begin Task inputs

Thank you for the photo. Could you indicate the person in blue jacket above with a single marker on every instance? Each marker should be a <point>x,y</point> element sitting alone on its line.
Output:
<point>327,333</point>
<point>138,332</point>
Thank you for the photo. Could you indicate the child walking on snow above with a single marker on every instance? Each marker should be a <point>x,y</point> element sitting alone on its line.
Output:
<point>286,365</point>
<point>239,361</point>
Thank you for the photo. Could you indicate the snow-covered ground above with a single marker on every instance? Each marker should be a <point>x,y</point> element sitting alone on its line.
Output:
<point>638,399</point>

end Task inputs

Exercise instructions: Rewrite the material with every "marker" replaced by "dot", keeping everything else the same.

Task output:
Thank you for the photo. Could you indicate the person in blue jacket above with a single dot on every instance? Each dot should be a <point>x,y</point> element sitting alone on its line.
Output:
<point>327,333</point>
<point>138,332</point>
Thank you for the photo. Could you indicate the child walking on snow above with a single dot on every instance? Each dot should be a <point>x,y</point> element sitting alone on its line.
Output:
<point>286,365</point>
<point>239,361</point>
Thank you for the photo. Could you indicate the snow-covered ground above with a single dot on every instance? Each dot should be a <point>x,y</point> element sitting alone on its line.
Output:
<point>638,399</point>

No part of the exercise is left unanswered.